本文:
= = = = = = =

サーキュラー・エコノミーへの移行は急務:フィリップス

EUを中心に世界に広がり始め、成長戦略としても注目されているサーキュラー・エコノミー(循環経済)。「サーキュラー・エコノミーへの転換は世界の課題解決につながり、商機にもなる。今が変化のとき」とオランダのヘルスケア大手フィリップスで循環経済プログラムを率いるヘラルド・テッパー氏は語る。同社は今年のダボス会議で、サーキュラー・エコノミーに貢献する優良企業として表彰された。(サステナブル・ブランド ジャパン=橘 亜咲)

テッパー氏は10月25日、日本フィランソロピー協会が開催した勉強会で「サーキュラー・エコノミーへの移行」と題して講演を行った。

なぜ今、サーキュラー・エコノミーか

サーキュラー・エコノミーは世界が抱えるさまざまな課題の解決策になります。まず、私たちは毎年、地球が1年で生み出す資源の1.5倍の量の資源を消費しています。そして、人口増加が進み将来的に100億人に達するといわれるなか、資源が消費されればごみがさらに出て、ごみが出れば健康被害や環境汚染などの問題も発生します。こうした山積する問題を考えると、サーキュラー・エコノミーに早急に移行する必要に迫られていることが分かります。

世の中の流れもサーキュラー・エコノミーへの転換を後押ししています。私たちもヘルスケアカンパニーとして、バリューベース・ヘルスケア(価値に基づく医療:医療に伴うコストや患者と医療従事者の負担、副作用などの損失も考慮した上で医療の効果・価値を最大化するもの)へと移行しようとしています。それに、デジタル化が進むことで、製品をつくるのではなく、人と情報をつなぎコミュニケーションを生み出すことによってソリューションを提供するようになっています。世界の消費動向も変化しています。エアビーアンドビーやネットフリックスなどに代表されるように、ものを所有するのではなく共有することや体験などのアウトカムが重要視される傾向にあります。

サーキュラー・エコノミーへの移行が次の100年につながる

サーキュラー・エコノミーは私たちのビジョンの中心にあります。サーキュラー・エコノミーに取り組むことが、これまで127年間続けてきたビジネスを次の100年も続けていく唯一の方法だと考えています。

私たちはビジョンに「イノベーションを通じて、世界をより健康に持続可能にする」ことを掲げていて、さらに2025年までに30億人の生活を向上させることを目標にしています。

世界の人々をより健康にするためには、まず地球が健康でなければなりません。

= = = = = = =

課題一覧:
a: 循環経済に関する記事で、サーキュラー・エコノミーへの転換を後押しする世の中の流れとして挙げられている変化をすべて挙げてください。
b: 循環経済に関する記事の続きを、最後の文の後から書き進めてください。
この後に続く資料は参照する必要がありません。

データセット項目
= = = = = = =

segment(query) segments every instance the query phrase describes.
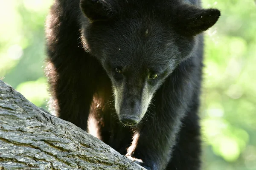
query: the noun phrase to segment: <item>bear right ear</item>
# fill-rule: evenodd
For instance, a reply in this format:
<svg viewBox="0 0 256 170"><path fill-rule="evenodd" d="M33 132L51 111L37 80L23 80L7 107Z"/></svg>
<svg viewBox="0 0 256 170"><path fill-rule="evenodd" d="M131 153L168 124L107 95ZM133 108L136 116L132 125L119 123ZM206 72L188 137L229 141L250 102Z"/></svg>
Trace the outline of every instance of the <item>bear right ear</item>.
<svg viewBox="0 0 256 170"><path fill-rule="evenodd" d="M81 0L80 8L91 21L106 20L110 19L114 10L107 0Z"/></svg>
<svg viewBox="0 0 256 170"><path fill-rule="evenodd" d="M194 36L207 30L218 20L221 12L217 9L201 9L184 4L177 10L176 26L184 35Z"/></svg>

= = = = = = =

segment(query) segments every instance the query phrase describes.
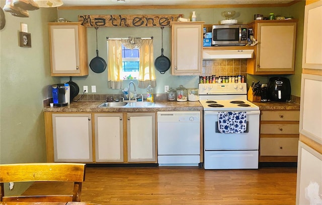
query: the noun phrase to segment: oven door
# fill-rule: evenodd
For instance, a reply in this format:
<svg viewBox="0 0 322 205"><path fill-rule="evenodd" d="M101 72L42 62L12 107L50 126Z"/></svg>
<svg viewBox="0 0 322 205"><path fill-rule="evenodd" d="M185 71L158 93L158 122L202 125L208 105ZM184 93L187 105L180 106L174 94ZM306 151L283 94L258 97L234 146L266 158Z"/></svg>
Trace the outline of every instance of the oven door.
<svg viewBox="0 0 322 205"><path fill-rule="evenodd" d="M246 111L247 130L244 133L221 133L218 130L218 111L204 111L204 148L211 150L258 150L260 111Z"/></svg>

= = = = = = =

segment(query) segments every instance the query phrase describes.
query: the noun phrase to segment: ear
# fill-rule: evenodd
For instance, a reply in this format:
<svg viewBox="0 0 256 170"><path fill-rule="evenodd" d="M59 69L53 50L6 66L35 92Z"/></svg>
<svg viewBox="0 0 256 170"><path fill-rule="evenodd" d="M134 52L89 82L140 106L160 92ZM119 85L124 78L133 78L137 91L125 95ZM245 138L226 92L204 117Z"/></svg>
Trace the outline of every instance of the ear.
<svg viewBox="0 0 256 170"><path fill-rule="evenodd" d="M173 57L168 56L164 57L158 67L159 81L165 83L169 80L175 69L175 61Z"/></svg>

= = = = = = =

回答一覧:
a:
・ヘルスケアカンパニーとしての、バリューベース・ヘルスケア(価値に基づく医療)への移行
・デジタル化の進展(製品をつくるのではなく、人と情報をつなぎコミュニケーションを生み出すことでソリューションを提供するようになっていること)
・世界の消費動向の変化(ものの所有ではなく共有や体験などのアウトカムが重視される傾向)

b:
アクション・プランとして、まず、バリューベース・ヘルスケアや予防など経済的に持続可能なヘルスケアを提供していくことを掲げています。そして、医療を十分に受けていない人に対して、手頃な価格でヘルスケアを受けるようにするなどヘルスケアへのアクセスを維持することにも取り組みます。

また、さまざまな素材を使って製品を作っているので、持続可能な形で製品を使っていかなければなりません。サーキュラー・エコノミーの概念につながるものです。同時に、エネルギーの消費を抑え、二酸化炭素の排出量も減らしていくことも必要です。こうしたことに取り組むことで、ビジョンの実現に向けて進んでいけるのです。

サーキュラー・エコノミーと社会的責任

フィリップスは毎年、病院用機器を4万トン、個人用健康機器を20万トン市場に出しています。これに対して、私たちは企業として責任があります。その責任を果たすために、2020年に向けて3つの野心的な目標を定めています。

まず、売上高の15%はサーキュラー・エコノミーに基づいたソリューションから生み出すこと。そして、製造過程で出るごみの90%はリサイクルし、埋め立てるごみをゼロにすること。すでに多くの工場で実践していることです。3つ目は、抜け穴を防ぐこと。使い終わった大型機器の資源を有効利用するクローズド・ループ・システムをとることです。2025年までには、すべての医療機器を同じ様に有効利用できるよう目指します。

サーキュラー・エコノミーへの移行は商機になる

そもそもサーキュラー・エコノミーとは、従来型の「とる・つくる・捨てる」というリニア・エコノミー(直線経済)をやめるということです。サーキュラー・エコノミーはリニア・エコノミーの抜け穴を塞ぐものです。

例えば、私たちがつくり出したものの価値をできるだけ長く維持したいと考えた場合、一番有名な選択肢はリサイクルです。しかし、リサイクルをする頃にはその素材の価値は消えてしまいます。サーキュラー・エコノミーでは、リサイクルという手段をとる前に現在使っているものをそのままにして新たなシステムにできないか。リファビッシュして市場に出すことはできないか。売らないまでも、私たちが所有権を持ち、そのアウトカムを市場に提供することはできないか。そういう風に対応していくことです。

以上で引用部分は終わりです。